§ PASSAGE PROVIDED
——————

AMANDINE URRUTY
French artist Amandine Urruty creates intricately staged and delightfully surreal works in charcoal and graphite. In this interview, she talks about how juxtaposing random objects creates visual uncanniness, the contemporary mythology of pop culture characters, and the sudden shift of her recent solo show from a physical gallery space to online only.
Interview by Tyler Nesler
Much of your work reminds me of artists such as Ed Gorey, Hieronymus Bosch, and M.C. Escher — very precisely rendered images which are often whimsical and grotesque. Were these artists big influences on you when you first began developing your style? Any other artists who were especially important early inspirations for you?
To be honest, I don’t know much about Gorey’s work, I like Escher, but between these three Hieronymus Bosch is the main reference for me, of course. I grew up in a little rural town, my parents were not interested in art — we only had a Salvador Dali poster in the bathroom, but my passion for the visual arts has always been in evidence. So I had to find a way to learn more about it, and my only tool at that time was my hometown’s small library. That’s were I discovered Magritte, Bosch, and a french comic artist called Edika who was my very first master. Big noses, ridiculously big boobs, grotesque characters and overfilled pictures. I guess it all began like that. I unscrupulously copied him over something like two years, when I was twelve. I wanted to become a comic artist.
At sixteen years old, my dream finally came true, and I had the chance to leave my hometown for a bigger city and start studying art at the university. I felt like a backpacker in a brand new universe. David, Ingres, Francis Bacon, Pierre & Gilles, Joel Peter Witkin, Cindy Sherman…I fell in love with so many artists, thrilling times. At that time I use to do photography, quirky self-portraits with big sausages. I came back to Flemish painting later, Brueghel, Patinir, Memling. I love Renaissance art as much as contemporary art, I have a voracious appetite.
Many pop culture characters make appearances in your work: the Ghostbusters Slimer and Stay Puft the Marshmallow Man, Gizmo, Mickey Mouse, Bert from Sesame Street, and more. How do you typically place these characters in your works in ways which enhance the surrealism or irony? Which character is a particular favorite of yours to draw?
These characters became part of our contemporary mythology. I grew up with them, and they never left me. As a child I used to love cute dolls and toys, but at the same time I was mad about Garbage Pail Kids and Tales From the Crypt, especially the Crypt Keeper. They are our modern Minotaurs, Harpies, our Sphinxes, part of a mental labyrinth where every character has a very special role to play. I love all of them, but I particularly love to draw Slimer. Horror movies were a religious thing in my family, as my father was a unconditional fan of B movies. It became a part of his heritage.
A lot of objects which may be considered cute (such as toys or dolls) appear in much more uncanny ways in your work. What techniques do you like to use to turn an object or character from something some may consider cute into something a little more sinister or unsettling?

——————

§ ACTIONS TO TAKE
**a)** Can you transcribe the part of the Amandine Urruty interview that opens with the words containing "Interview by Tyler" and closes with "inspirations for you?"?
**b)** Which pop culture characters does the interviewer name in the question about them in the Amandine Urruty interview?
**c)** Could you take the Amandine Urruty interview further from where it stops?

——————

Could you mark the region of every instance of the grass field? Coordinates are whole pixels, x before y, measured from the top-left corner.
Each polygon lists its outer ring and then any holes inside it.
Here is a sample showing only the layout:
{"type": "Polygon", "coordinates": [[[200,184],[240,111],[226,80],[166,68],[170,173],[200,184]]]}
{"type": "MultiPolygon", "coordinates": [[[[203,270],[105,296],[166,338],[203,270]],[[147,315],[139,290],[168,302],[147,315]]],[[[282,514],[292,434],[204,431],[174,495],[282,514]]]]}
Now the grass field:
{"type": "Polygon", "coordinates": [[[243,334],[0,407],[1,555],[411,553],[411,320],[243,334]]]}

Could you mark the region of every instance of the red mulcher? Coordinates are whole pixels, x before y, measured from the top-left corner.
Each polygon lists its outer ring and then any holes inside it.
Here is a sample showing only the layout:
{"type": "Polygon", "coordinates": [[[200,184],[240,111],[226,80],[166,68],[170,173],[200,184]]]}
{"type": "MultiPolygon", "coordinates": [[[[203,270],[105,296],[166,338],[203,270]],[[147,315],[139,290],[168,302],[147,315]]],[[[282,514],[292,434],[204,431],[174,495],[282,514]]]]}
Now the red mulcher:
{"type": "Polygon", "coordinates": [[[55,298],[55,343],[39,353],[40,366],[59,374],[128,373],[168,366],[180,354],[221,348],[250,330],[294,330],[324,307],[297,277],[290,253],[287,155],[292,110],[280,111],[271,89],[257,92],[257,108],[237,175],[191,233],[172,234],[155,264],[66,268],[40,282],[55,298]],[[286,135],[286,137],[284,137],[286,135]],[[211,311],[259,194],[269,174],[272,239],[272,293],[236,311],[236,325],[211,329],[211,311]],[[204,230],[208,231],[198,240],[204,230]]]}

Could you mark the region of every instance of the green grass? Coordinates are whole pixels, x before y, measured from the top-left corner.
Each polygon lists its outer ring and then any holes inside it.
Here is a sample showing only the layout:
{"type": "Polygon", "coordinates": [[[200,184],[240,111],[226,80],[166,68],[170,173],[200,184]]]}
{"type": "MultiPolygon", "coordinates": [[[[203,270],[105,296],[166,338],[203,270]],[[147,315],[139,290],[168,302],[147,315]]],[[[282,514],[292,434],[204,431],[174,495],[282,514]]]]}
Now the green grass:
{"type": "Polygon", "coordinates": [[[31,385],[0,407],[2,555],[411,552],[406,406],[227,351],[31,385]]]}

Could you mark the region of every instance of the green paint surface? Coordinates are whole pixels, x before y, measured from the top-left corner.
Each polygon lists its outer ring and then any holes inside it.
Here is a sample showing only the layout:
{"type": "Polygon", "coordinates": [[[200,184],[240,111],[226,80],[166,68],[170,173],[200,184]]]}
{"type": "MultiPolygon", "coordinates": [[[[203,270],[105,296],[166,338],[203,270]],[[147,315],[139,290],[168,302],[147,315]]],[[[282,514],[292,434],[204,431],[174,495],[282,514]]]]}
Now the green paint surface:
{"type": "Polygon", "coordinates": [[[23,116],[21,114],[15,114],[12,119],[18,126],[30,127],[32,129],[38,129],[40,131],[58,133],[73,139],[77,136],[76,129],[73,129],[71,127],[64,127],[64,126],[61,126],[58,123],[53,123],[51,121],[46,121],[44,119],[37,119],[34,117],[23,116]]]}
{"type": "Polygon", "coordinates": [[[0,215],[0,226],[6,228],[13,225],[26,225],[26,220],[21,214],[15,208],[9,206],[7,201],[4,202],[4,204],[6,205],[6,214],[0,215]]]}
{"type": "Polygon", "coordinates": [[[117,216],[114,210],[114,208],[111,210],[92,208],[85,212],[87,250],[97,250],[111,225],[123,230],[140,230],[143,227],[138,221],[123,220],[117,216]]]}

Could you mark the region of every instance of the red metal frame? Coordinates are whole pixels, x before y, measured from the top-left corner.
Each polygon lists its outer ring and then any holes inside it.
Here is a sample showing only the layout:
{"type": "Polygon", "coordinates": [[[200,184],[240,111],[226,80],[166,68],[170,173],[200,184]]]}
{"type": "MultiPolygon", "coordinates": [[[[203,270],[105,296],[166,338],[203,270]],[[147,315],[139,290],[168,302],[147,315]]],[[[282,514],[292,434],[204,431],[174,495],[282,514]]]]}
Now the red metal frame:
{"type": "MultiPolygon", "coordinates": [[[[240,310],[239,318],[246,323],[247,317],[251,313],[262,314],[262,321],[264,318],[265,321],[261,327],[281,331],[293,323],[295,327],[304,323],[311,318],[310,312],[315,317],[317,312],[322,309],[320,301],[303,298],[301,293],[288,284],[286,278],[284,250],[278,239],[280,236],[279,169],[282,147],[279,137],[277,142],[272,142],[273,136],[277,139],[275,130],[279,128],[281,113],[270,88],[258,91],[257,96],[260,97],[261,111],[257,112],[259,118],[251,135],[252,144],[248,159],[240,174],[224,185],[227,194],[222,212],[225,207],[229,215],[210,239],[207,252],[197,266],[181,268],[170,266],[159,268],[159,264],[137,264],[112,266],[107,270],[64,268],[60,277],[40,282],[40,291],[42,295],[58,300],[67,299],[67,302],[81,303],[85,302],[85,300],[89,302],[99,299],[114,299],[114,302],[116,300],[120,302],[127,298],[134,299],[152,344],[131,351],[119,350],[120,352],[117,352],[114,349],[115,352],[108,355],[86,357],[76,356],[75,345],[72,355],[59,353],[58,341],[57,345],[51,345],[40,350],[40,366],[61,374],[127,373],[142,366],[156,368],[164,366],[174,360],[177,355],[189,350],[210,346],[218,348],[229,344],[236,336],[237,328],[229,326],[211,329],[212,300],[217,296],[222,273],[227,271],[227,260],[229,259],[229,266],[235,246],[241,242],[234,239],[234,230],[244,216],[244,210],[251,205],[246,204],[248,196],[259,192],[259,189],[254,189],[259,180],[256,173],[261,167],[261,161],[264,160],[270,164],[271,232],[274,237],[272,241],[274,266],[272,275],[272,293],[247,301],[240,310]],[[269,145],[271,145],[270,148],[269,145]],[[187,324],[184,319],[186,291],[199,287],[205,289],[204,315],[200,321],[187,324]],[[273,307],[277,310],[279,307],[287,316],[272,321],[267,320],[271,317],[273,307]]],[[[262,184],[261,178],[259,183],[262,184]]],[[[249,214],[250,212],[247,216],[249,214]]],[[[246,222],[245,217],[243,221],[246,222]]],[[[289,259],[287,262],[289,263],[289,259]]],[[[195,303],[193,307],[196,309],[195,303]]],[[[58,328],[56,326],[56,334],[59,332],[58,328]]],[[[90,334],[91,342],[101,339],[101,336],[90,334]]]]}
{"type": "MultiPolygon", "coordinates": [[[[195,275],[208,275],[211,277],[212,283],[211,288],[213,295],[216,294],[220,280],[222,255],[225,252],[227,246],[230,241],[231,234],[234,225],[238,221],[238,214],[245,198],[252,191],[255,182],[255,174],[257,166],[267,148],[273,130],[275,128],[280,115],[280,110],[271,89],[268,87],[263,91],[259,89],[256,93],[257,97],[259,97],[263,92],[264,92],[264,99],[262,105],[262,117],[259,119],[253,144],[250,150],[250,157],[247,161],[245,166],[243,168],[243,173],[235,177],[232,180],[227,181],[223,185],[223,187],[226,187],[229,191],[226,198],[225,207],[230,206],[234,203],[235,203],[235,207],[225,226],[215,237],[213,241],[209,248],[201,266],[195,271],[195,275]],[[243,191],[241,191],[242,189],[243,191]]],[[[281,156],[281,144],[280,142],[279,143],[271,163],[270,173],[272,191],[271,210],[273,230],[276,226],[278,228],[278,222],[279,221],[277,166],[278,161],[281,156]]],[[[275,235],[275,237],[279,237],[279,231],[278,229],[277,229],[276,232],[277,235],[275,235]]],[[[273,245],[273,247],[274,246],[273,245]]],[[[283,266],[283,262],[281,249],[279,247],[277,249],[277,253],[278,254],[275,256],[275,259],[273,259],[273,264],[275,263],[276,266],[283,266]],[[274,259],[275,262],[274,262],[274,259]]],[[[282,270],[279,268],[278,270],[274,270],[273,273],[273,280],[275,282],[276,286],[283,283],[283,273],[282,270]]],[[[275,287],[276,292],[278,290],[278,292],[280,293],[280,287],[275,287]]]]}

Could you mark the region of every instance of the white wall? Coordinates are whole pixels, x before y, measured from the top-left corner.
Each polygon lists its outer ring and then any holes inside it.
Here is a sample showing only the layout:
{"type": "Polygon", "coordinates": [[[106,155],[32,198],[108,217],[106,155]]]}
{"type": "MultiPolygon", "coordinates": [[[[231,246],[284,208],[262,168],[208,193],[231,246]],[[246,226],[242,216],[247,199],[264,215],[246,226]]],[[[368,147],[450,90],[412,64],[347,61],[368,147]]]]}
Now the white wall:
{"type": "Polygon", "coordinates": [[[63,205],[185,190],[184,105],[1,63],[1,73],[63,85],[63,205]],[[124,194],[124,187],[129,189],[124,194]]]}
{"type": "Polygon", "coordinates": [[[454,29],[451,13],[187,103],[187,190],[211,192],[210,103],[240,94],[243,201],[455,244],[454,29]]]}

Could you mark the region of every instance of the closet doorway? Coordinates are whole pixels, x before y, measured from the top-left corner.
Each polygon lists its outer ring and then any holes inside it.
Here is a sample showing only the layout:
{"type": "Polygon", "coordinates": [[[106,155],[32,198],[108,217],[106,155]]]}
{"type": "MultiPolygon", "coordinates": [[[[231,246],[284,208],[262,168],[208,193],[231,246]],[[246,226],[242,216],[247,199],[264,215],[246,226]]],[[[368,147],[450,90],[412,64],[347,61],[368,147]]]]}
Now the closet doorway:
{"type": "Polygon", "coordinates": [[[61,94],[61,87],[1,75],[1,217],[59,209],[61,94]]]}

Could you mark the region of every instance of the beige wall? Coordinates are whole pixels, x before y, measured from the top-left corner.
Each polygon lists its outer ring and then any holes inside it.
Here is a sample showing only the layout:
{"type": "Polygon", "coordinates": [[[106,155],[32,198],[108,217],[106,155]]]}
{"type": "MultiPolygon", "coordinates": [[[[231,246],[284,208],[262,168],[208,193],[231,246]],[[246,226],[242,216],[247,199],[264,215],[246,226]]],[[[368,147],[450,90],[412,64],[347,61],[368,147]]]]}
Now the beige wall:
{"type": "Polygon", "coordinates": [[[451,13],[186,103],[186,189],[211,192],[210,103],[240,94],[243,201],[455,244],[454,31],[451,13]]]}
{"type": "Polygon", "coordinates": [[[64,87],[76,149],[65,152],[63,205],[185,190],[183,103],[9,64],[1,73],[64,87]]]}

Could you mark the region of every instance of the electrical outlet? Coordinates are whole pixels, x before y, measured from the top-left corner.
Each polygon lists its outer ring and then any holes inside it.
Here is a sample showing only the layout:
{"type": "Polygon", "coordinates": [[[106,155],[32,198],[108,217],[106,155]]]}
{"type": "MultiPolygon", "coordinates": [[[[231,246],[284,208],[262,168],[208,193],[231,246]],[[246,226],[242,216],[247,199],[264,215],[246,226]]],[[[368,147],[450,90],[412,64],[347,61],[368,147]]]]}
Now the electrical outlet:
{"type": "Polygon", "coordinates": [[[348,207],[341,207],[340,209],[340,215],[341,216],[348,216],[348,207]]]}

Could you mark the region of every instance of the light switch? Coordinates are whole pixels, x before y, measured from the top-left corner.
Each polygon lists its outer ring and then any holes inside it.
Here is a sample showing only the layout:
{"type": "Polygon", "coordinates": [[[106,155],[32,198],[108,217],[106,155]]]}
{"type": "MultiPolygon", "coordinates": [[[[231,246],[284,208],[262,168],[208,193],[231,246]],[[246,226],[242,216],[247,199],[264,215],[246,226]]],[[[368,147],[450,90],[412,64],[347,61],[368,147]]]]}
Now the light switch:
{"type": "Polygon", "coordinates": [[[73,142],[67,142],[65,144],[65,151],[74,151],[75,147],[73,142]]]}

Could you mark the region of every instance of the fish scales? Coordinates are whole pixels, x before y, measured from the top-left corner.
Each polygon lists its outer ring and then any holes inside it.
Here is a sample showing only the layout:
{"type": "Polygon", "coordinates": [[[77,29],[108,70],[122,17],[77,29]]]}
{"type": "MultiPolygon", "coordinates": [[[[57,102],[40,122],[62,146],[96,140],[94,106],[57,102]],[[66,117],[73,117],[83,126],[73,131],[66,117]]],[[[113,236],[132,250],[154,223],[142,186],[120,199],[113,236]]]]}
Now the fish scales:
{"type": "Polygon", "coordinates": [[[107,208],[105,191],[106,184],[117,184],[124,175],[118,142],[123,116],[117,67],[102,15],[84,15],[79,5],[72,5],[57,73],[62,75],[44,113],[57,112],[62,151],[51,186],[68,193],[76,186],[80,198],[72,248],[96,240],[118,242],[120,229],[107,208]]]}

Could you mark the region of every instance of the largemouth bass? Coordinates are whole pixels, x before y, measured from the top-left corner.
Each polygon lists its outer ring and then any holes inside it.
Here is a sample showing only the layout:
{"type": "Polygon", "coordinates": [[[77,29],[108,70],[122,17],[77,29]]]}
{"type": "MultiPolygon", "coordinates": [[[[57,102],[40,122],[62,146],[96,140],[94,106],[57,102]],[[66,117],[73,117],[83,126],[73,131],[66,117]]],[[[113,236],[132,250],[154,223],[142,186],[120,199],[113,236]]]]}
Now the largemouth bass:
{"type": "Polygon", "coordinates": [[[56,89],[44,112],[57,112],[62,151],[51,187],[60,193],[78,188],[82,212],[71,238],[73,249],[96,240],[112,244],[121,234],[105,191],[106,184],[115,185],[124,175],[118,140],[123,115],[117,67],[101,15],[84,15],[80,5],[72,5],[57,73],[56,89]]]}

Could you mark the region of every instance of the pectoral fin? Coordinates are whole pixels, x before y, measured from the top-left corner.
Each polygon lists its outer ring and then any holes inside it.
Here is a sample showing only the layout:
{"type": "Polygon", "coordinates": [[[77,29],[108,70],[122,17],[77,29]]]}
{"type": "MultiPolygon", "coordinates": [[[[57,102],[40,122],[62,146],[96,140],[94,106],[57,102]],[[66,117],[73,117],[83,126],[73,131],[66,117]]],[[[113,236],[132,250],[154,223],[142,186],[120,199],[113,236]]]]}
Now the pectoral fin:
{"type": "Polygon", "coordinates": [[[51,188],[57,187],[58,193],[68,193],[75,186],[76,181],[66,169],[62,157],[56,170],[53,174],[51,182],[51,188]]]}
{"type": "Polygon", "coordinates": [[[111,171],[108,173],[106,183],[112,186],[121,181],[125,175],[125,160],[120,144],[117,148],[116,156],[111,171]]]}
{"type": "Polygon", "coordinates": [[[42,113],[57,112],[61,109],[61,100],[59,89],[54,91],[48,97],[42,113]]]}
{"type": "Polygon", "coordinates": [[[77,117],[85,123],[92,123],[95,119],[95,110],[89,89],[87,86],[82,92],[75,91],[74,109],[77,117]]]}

——————

§ ANSWERS FOR THE TASKS
**a)**
Interview by Tyler Nesler
Much of your work reminds me of artists such as Ed Gorey, Hieronymus Bosch, and M.C. Escher — very precisely rendered images which are often whimsical and grotesque. Were these artists big influences on you when you first began developing your style? Any other artists who were especially important early inspirations for you?

**b)** Slimer, Stay Puft the Marshmallow Man, Gizmo, Mickey Mouse, and Bert from Sesame Street.

**c)**
I don’t especially use “techniques” as my pictures are constructed freely, like exquisite cadavers with a thematic guideline. But I guess this unsettling feeling can be the result of random combinations, like Lautréamont said, “as beautiful as the chance encounter of a sewing machine and an umbrella on an operating table.” Odd meetings, mixtures of genres, a “linking of two realities that by all appearances have nothing to link them, in a setting that by all appearances does not fit them” (Max Ernst). To me, that’s how we can make the bizarre bloom.
Some of your early work used a lot of color. However, in recent years you have transitioned to mostly monochrome, with occasional small uses of color. Why do you think you moved from such use of color to a monochromatic palette? How do you think black and white best serves your themes or style?
My very first works were black and white, but they were slightly different from the recent ones, more rough, less precise, made with pens and not pencils, with little lines and less gradations. At that time I used to swear I would never ever use color. I changed my mind only one year later, and began producing very colorful pictures with fluorescent pencils. At that time, I thought these loud colors and rainbows were part of a “magical thinking” plan. It was a childish way to cope with a new (and so sad) period I had to face. I really immersed myself in candy pink and neon yellow for two years, producing enough drawings to publish a 128 page book called Robinet d’Amour. When my dad finally died, I decided to go back to black and white. Definitely. It could seem a bit emo, but who cares.
Today, I don’t think I’ll use color any more, not for the moment at least. Only on final touches, with a few rainbows. Sometimes. But I love graphite too much. It has endless possibilities, and it helped me to get away from cuteness and naivety and to try to find a new way of working. My main goal today is to try to master it. Explore it, as much as I can.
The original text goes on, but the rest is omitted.